A six-year collaboration between industry and the University of Wisconsin-Madison RFID Lab has achieved a major milestone with the U.S. Food and Drug Administration (FDA) clearing the first RFID-enabled solution to improve the safety and efficiency of the nation’s blood supply.
The UW-Madison RFID (radio frequency identification) Lab was one of three lead Wisconsin partners in the project, along with the BloodCenter of Wisconsin and SysLogic Inc., a Milwaukee-based information systems provider. Together, the team researched, designed, developed and tested a new RFID-enabled solution called iTrace for Blood Centers, which will automatically identify, reconcile and track blood products. The iTrace for Blood Centers software is now available for use in the nation’s blood centers, with eventual plans to employ in hospitals with further FDA approvals.
The UW-Madison team was instrumental in conducting tests to validate the safety of RFID technology with the blood supply, demonstrating no adverse impacts, such as temperature or biochemical changes. RFID technology is used in scores of applications for tracking the movement and status of products, but this is the first FDA-approved application involving blood products in health care.
“For RFID to be adopted across the industry, the safety of its use on blood was a fundamental question to be answered,” says Raj Veeramani, professor of industrial and systems engineering and executive director of the UW E-Business Institute. “Blood is a life-giving product. This advance in managing the blood supply chain will create huge value since you’re dealing with something that is a matter of health security and is so important to every society.”
In addition to demonstrating the safety of RFID with blood products, the UW-Madison team, led by RFID Lab Director Alfonso Gutierrez, investigated the reliability and efficiency of the technology. In a process that today requires a lot of manual identification and troubleshooting, RFID will enable the health care industry to re-engineer the blood supply chain processes with greater automated controls.
“The big advantage will be elevating the visibility of the blood product, where you can very clearly track where it came from, and where it’s going,” Gutierrez says. “Blood is a highly regulated substance and needs to be accounted for throughout the entire distribution process. We’ve made that more transparent with iTrace.”
Veeramani notes that the safety and integrity of the blood supply is critical to quality health care, and RFID tracking may help reduce common errors.

» **Problems to work on**
• a. From the RFID blood-tracking article, list the three lead Wisconsin partners in the project that developed iTrace for Blood Centers.
• b. Write out the portion of the RFID blood-tracking article from "A six-year collaboration" up to and including "nation’s blood supply.", reproducing it word for word.

» **Data shown**
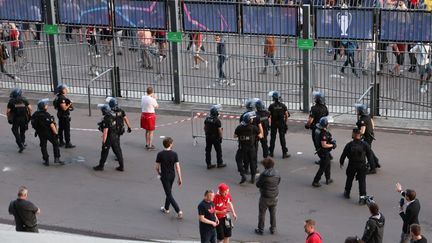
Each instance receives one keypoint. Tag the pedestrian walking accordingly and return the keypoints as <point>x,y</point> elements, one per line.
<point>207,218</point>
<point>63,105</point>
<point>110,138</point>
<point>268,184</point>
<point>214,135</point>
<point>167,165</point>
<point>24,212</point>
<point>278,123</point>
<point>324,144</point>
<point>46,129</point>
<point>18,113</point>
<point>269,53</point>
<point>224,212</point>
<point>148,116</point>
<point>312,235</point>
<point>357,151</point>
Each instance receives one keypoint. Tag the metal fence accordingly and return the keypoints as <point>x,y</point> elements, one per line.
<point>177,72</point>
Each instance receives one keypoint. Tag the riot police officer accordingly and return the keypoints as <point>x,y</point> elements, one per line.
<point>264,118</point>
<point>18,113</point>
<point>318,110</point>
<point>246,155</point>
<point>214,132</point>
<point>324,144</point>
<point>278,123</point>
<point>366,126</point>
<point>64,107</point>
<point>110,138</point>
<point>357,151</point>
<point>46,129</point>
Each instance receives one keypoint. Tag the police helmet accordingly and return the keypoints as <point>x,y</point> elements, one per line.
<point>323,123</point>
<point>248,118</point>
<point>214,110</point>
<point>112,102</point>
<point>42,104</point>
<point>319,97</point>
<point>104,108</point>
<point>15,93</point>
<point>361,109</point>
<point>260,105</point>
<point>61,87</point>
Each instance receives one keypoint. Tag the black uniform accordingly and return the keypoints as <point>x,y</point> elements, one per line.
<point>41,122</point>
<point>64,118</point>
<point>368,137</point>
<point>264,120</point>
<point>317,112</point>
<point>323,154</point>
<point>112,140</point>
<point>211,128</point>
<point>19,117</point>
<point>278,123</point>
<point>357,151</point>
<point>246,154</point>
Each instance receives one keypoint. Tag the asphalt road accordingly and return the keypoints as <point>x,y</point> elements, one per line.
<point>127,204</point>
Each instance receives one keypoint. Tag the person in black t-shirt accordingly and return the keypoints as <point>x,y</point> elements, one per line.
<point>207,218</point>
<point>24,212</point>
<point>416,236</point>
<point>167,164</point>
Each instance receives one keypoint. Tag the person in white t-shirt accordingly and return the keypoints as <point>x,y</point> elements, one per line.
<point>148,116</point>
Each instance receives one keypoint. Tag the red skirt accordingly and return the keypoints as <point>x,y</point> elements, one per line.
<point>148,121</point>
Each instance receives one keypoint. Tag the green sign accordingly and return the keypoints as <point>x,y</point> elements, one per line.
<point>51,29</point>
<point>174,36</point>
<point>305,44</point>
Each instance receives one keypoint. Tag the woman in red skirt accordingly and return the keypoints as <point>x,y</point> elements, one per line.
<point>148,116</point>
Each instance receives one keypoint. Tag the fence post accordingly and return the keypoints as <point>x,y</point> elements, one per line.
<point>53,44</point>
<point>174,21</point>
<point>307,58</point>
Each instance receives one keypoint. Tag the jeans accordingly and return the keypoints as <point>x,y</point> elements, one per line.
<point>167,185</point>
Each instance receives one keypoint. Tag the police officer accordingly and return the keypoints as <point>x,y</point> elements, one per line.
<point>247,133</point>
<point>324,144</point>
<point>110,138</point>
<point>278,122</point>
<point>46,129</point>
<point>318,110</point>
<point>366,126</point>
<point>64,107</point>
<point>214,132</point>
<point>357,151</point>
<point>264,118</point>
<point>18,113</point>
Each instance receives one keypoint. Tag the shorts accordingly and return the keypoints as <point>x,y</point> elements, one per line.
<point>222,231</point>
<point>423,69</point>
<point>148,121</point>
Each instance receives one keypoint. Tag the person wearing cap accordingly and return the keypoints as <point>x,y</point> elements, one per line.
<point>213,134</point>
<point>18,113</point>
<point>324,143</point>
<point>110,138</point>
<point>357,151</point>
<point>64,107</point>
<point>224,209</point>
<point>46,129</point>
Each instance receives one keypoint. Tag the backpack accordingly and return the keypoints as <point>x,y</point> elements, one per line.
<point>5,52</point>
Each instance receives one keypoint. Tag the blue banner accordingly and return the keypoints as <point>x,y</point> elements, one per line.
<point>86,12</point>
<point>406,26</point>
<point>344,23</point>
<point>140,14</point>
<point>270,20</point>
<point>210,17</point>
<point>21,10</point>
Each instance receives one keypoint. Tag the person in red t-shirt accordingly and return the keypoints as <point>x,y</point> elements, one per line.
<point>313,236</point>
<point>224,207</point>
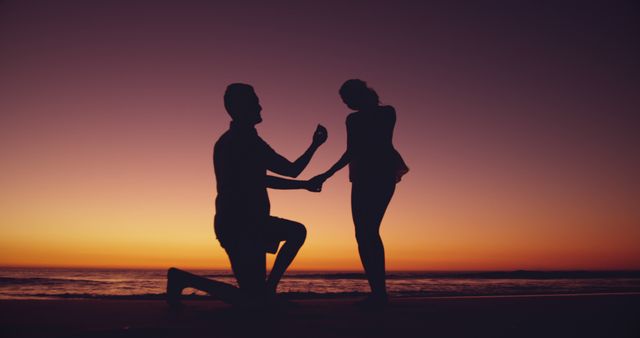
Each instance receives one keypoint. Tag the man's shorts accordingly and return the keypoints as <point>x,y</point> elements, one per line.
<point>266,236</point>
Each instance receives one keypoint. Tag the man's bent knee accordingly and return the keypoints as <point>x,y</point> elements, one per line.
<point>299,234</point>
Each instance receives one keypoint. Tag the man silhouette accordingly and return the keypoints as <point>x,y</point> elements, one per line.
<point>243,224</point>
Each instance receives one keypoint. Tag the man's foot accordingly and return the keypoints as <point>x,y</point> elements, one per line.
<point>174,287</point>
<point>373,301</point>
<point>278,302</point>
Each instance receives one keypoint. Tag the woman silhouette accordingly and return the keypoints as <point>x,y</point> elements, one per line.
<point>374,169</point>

» **Solutions to each task**
• a. The University of Wisconsin-Madison RFID Lab, the BloodCenter of Wisconsin, and SysLogic Inc.

• b.
A six-year collaboration between industry and the University of Wisconsin-Madison RFID Lab has achieved a major milestone with the U.S. Food and Drug Administration (FDA) clearing the first RFID-enabled solution to improve the safety and efficiency of the nation’s blood supply.